● **PROBLEM**
Look through the data below for the line with "pixel 562 52" and the line with "Pick out the green calyx", then output those two and all lines in between, exactly as written.
** Opening DATA FOR PROCESSING block **
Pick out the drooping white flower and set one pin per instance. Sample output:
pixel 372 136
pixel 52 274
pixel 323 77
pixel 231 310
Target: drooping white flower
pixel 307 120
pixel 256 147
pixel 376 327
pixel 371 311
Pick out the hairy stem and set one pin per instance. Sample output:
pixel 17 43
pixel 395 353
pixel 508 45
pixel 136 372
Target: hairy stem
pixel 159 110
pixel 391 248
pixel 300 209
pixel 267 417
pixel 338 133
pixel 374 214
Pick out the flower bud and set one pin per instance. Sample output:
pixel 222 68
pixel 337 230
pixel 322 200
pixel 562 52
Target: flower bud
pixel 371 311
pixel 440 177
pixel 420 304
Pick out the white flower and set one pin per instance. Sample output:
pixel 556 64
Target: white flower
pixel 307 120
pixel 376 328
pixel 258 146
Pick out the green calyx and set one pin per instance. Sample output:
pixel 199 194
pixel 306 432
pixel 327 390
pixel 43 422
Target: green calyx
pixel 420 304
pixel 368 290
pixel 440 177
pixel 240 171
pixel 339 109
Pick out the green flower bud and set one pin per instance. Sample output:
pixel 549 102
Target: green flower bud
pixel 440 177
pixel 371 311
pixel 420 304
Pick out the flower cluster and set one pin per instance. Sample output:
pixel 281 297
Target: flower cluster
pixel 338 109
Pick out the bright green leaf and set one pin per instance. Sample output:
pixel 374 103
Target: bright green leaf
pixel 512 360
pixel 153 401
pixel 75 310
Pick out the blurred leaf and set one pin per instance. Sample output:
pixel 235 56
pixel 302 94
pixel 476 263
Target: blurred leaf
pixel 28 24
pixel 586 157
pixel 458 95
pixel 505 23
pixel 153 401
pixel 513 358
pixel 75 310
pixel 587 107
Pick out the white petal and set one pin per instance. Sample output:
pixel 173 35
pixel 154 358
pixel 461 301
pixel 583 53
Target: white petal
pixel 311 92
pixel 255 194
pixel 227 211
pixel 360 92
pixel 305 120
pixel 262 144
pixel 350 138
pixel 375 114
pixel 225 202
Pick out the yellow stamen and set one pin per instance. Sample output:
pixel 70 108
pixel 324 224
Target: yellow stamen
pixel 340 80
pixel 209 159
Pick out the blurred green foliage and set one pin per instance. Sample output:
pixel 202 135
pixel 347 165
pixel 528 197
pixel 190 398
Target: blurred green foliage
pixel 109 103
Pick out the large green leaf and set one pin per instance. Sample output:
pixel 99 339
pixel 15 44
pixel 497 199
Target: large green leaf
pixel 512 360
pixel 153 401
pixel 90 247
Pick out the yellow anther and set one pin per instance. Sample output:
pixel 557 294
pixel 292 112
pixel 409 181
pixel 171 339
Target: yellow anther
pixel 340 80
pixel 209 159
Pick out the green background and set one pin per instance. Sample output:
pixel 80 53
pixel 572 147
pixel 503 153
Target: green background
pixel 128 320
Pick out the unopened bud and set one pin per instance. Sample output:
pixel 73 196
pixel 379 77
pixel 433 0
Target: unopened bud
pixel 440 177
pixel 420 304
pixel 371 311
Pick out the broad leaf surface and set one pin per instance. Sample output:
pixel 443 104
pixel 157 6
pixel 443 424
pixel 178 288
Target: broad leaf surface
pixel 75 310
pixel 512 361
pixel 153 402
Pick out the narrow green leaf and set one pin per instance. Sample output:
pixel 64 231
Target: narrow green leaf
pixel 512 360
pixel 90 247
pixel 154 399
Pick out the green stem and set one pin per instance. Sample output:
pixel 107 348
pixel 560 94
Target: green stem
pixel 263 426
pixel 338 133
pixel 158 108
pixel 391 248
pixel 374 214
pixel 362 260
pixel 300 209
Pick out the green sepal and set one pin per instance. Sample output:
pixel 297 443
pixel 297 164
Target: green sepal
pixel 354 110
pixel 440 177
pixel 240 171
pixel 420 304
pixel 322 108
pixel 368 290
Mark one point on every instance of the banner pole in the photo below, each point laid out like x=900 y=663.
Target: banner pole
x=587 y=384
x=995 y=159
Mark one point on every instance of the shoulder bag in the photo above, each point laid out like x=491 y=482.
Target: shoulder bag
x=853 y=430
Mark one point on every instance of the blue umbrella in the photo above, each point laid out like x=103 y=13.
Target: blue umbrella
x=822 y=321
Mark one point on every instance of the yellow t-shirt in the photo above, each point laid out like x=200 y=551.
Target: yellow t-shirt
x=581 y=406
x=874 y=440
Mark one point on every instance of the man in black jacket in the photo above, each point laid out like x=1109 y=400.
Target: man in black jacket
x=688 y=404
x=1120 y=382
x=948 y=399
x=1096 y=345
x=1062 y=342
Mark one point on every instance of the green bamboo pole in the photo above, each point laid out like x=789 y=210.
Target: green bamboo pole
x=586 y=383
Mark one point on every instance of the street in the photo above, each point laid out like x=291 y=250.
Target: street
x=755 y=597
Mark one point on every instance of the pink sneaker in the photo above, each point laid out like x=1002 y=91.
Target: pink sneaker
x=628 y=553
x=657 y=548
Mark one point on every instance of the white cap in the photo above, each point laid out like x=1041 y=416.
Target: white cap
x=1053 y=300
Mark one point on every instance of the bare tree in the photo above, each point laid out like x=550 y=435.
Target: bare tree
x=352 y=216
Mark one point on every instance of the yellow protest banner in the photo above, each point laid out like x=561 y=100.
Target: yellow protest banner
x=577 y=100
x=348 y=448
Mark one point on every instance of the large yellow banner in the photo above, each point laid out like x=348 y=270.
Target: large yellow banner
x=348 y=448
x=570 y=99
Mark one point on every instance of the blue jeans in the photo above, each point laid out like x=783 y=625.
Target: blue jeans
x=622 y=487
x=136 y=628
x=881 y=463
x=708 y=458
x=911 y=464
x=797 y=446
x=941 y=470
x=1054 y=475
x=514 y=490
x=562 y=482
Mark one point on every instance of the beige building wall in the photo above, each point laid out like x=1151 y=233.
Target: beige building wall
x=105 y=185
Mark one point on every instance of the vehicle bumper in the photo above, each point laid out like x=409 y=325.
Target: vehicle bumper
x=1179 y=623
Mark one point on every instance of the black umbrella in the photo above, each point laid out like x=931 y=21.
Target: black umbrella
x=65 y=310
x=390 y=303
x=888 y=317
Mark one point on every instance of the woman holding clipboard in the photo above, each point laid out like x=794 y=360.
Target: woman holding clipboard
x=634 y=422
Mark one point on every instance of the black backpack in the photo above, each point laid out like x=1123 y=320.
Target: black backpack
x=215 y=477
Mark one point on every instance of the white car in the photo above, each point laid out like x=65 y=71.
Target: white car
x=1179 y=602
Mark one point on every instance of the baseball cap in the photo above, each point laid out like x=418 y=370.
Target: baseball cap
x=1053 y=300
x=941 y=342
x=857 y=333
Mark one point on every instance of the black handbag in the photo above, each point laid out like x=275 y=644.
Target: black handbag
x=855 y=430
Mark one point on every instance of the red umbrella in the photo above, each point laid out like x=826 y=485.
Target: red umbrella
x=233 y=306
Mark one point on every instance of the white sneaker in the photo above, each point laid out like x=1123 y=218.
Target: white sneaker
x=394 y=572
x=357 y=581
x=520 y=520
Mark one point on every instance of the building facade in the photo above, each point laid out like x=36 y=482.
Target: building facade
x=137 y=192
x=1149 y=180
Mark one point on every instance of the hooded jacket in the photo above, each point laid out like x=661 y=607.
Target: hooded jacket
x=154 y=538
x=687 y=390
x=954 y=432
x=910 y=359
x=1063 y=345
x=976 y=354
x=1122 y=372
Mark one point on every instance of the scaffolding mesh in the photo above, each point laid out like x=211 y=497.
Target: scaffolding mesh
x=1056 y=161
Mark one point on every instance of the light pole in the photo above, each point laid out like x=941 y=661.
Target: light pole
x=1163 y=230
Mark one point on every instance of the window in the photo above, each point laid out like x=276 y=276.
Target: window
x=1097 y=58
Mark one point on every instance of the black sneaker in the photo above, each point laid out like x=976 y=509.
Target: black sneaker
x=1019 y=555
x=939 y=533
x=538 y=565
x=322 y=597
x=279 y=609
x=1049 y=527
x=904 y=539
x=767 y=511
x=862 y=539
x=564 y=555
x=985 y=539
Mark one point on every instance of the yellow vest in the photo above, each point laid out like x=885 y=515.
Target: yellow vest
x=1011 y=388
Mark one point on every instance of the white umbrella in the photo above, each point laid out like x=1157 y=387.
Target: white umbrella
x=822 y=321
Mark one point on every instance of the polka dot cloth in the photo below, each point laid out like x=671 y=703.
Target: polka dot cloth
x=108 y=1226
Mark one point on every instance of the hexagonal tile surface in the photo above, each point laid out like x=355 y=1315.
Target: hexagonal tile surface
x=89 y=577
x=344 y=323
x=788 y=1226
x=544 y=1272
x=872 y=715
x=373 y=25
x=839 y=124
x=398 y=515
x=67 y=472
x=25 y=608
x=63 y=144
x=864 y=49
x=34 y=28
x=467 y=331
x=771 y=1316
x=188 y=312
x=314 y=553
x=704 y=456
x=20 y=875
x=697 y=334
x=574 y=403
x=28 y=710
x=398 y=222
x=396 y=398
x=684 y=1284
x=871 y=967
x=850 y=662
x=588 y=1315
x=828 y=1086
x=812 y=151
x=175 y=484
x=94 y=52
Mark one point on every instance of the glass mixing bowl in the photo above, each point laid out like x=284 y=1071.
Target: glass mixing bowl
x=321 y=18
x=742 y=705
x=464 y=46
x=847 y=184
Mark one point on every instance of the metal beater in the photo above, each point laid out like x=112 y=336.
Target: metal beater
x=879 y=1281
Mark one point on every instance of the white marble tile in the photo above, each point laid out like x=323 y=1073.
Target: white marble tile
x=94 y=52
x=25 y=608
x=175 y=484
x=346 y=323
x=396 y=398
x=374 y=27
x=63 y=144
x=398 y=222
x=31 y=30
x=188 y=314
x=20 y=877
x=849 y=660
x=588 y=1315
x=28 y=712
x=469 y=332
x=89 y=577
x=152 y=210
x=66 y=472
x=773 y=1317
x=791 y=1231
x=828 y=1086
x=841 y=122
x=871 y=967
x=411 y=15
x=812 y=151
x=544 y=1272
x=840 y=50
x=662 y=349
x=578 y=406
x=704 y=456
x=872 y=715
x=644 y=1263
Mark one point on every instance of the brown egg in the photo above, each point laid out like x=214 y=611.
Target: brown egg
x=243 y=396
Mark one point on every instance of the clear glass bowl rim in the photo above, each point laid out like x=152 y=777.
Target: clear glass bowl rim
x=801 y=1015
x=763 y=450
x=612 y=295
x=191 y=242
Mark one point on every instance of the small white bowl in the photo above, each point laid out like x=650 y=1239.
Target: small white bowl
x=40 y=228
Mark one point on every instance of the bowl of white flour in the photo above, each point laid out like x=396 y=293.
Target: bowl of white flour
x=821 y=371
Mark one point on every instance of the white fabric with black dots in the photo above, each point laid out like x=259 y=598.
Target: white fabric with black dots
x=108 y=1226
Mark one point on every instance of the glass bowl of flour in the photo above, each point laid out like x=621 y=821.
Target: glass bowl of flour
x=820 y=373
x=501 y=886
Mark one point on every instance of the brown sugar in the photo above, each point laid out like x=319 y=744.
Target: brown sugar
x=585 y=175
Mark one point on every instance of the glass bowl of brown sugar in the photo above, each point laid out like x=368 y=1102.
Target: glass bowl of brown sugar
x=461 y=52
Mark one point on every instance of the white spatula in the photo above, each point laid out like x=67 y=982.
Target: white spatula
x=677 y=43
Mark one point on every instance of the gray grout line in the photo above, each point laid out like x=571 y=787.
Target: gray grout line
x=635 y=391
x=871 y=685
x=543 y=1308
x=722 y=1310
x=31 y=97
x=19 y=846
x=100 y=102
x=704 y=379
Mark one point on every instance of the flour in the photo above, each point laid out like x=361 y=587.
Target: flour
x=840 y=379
** Closing DATA FOR PROCESSING block **
● **REPLY**
pixel 562 52
Target: flower bud
pixel 371 311
pixel 440 177
pixel 420 304
Pick out the white flower and set one pin per instance. Sample output:
pixel 556 64
Target: white flower
pixel 307 120
pixel 376 328
pixel 258 146
Pick out the green calyx and set one pin per instance. Sample output:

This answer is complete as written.